WHAT NEEDS TO BE DONE :: Two lines in the data below mark the range: the one with "Where can the girl's shoulder" and the one with "Where can the ruffled". Return both, along with every line between them, exactly.

(Dataset excerpts)
━━━

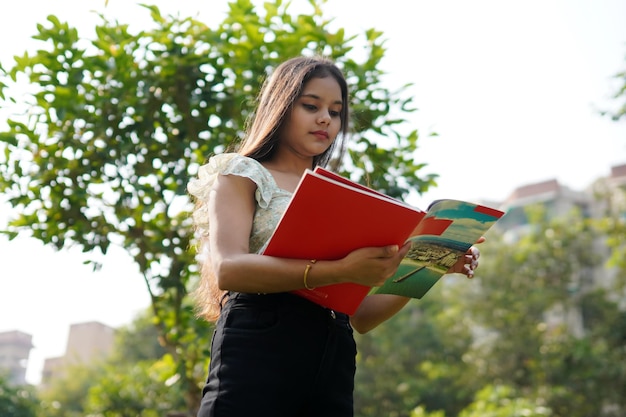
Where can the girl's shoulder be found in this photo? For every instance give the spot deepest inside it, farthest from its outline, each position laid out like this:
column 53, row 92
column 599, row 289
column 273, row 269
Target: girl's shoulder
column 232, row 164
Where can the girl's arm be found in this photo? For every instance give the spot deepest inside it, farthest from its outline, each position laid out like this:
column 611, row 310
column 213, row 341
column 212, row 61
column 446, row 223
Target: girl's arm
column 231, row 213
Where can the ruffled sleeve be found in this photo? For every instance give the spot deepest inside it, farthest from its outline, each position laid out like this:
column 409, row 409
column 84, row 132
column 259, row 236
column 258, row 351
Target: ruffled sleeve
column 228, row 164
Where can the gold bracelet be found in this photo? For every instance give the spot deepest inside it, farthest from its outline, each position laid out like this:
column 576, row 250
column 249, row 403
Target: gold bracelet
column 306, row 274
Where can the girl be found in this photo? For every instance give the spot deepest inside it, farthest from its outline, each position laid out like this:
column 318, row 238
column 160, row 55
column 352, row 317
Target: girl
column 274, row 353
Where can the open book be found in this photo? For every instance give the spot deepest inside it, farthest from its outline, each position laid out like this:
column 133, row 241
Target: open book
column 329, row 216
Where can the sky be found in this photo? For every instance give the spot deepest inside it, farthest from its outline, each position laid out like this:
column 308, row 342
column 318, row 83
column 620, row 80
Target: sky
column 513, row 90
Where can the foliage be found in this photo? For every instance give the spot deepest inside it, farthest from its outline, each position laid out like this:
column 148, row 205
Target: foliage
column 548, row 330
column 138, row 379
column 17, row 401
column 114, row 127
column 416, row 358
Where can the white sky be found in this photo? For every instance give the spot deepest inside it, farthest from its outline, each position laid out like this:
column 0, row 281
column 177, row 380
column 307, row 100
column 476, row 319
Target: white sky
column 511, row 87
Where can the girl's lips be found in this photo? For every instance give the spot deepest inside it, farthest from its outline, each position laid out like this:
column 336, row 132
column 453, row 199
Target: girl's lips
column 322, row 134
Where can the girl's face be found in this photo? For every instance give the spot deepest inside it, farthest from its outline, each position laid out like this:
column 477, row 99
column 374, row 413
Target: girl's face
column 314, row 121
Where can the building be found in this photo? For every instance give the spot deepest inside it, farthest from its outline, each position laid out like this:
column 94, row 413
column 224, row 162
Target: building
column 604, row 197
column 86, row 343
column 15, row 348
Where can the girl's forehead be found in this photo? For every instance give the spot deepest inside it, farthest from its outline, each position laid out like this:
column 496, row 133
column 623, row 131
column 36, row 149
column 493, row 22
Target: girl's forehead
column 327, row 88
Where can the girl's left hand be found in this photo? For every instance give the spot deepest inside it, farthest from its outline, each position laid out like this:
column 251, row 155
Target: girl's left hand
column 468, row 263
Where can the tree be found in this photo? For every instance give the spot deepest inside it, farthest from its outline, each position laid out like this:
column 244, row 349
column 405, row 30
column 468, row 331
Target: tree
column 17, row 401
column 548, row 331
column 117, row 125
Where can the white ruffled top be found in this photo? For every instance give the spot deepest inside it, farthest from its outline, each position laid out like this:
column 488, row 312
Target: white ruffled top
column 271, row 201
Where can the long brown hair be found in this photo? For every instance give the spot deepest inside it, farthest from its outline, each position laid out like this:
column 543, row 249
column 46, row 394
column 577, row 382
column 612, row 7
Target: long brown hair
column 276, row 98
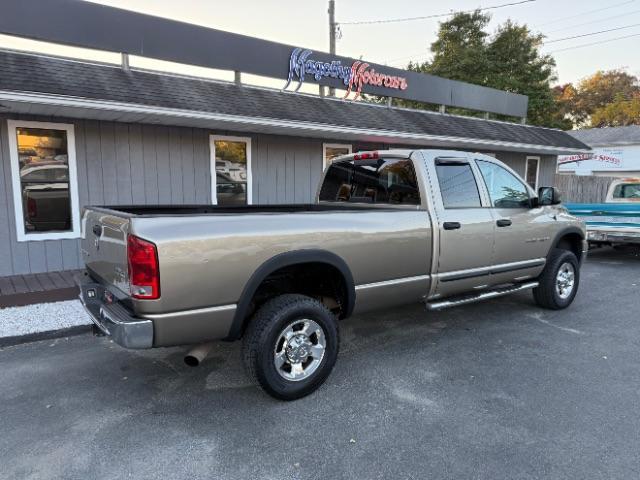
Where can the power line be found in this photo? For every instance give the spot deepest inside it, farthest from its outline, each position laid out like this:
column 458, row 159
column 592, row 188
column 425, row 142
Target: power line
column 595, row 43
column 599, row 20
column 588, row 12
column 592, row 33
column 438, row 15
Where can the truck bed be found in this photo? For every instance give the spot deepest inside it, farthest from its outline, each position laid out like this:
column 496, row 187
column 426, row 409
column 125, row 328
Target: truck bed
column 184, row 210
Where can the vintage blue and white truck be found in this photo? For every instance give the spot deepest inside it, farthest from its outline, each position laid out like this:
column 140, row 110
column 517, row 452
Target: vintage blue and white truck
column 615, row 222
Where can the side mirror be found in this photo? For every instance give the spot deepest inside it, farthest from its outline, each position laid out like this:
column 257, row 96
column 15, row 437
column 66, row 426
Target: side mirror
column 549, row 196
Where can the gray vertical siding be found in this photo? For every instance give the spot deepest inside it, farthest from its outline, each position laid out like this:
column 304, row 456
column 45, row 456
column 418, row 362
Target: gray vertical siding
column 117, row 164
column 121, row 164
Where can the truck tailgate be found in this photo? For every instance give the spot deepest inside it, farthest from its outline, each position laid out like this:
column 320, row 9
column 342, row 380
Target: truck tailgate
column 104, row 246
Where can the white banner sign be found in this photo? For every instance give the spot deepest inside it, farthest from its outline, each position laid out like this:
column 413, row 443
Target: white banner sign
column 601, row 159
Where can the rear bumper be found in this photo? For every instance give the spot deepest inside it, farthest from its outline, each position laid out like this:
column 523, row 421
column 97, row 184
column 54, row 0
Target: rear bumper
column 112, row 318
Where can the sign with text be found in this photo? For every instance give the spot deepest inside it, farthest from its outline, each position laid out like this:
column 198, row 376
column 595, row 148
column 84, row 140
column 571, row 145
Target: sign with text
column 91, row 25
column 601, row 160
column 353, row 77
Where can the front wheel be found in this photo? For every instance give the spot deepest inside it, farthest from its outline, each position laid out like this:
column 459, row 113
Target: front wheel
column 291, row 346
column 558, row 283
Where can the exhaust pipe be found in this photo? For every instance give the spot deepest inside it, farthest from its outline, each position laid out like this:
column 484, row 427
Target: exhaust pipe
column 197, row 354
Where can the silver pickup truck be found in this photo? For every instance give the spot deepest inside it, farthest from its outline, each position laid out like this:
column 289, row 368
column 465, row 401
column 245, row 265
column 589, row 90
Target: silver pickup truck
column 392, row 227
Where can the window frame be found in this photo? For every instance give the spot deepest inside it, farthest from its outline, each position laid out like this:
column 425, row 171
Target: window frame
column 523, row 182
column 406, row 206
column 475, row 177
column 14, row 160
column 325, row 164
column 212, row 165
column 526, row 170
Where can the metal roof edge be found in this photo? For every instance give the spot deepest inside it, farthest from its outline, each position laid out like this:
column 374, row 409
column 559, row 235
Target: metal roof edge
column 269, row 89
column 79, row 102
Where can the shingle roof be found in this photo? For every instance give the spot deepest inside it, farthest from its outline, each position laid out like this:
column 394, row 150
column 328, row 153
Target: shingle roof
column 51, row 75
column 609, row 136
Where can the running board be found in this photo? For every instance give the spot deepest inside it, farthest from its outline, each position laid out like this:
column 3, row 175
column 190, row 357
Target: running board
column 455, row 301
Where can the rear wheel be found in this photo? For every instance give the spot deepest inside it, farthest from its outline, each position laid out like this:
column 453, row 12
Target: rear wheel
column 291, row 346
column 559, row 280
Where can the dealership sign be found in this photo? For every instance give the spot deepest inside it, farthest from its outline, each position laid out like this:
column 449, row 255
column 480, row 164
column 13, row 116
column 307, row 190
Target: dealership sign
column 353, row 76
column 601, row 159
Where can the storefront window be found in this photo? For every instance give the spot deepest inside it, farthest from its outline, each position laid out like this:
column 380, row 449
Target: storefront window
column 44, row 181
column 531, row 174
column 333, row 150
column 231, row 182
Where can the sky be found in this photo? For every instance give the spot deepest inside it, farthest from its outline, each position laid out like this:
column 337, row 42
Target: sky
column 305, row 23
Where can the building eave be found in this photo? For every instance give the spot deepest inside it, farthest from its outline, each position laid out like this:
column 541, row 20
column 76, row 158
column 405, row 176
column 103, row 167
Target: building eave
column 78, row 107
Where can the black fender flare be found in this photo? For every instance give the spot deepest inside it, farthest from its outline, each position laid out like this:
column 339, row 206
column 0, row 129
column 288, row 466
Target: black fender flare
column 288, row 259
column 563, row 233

━━━

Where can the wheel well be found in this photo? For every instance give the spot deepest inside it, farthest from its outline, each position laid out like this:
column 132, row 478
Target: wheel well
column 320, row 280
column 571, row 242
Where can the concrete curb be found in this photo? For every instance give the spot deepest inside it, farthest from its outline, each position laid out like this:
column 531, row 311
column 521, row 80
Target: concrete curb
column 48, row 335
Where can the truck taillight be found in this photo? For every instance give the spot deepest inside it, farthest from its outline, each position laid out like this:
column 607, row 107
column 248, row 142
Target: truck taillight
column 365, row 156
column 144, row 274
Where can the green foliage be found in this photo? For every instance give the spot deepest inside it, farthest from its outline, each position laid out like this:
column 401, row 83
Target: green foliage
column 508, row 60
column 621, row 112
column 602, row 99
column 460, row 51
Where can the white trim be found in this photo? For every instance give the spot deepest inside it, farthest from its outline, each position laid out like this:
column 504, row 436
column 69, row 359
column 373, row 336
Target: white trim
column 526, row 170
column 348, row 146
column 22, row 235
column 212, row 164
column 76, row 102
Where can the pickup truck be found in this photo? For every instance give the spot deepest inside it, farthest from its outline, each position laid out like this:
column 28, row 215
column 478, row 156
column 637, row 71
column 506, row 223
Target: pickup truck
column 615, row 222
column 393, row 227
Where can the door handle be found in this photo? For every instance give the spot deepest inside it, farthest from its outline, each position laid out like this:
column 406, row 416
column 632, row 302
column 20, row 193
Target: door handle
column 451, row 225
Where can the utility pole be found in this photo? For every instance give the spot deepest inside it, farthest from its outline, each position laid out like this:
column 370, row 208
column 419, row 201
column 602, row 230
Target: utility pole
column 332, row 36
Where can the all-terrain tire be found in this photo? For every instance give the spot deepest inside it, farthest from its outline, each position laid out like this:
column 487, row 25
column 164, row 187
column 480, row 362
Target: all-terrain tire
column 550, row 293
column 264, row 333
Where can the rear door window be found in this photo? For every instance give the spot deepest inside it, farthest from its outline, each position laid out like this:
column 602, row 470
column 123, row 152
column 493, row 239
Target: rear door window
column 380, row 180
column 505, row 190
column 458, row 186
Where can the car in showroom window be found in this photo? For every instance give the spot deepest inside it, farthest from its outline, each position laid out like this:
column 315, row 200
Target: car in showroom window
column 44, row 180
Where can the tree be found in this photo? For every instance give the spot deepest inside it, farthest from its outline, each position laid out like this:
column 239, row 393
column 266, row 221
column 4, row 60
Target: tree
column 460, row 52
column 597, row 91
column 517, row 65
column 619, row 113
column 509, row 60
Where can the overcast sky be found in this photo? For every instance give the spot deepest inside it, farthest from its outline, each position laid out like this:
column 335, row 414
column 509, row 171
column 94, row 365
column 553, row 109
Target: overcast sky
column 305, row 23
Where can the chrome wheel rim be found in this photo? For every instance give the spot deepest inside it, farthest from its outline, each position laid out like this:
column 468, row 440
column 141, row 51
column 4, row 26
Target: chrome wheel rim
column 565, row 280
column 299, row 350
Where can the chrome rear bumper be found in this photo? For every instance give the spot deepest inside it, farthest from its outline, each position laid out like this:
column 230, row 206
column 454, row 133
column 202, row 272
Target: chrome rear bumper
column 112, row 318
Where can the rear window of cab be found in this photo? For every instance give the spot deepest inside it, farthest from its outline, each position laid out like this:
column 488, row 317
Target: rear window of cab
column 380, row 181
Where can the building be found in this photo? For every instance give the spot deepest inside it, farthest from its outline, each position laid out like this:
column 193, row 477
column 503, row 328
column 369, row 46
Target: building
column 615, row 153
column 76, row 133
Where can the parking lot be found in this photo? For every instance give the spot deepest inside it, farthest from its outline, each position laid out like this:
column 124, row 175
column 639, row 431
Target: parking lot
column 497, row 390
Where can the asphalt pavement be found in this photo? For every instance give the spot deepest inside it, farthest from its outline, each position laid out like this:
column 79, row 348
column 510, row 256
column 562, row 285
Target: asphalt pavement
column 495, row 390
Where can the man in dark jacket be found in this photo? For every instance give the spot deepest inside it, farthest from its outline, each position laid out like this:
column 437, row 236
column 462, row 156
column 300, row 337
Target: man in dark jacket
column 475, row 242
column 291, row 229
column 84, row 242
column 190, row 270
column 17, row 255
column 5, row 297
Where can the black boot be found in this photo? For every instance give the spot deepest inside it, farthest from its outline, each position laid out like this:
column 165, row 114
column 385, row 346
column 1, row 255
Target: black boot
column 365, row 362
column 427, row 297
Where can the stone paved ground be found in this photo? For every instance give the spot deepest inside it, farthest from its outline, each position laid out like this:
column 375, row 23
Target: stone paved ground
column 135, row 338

━━━

ANSWER TO THE PROBLEM ::
Where can the girl's shoulder be found in this photo? For every instance give the spot deepest inside it, farthest from its outline, each position laid out like this:
column 53, row 92
column 599, row 289
column 273, row 269
Target: girl's shoulder
column 232, row 164
Where can the girl's arm be found in this photo? For every instance give the spot deepest inside it, farthest from its outline, each position laid out like this:
column 611, row 310
column 213, row 341
column 212, row 61
column 446, row 223
Target: girl's arm
column 231, row 213
Where can the ruffled sleeve be found in this photo? For every instance give the spot deepest inside it, farthest from its outline, each position laid out like this:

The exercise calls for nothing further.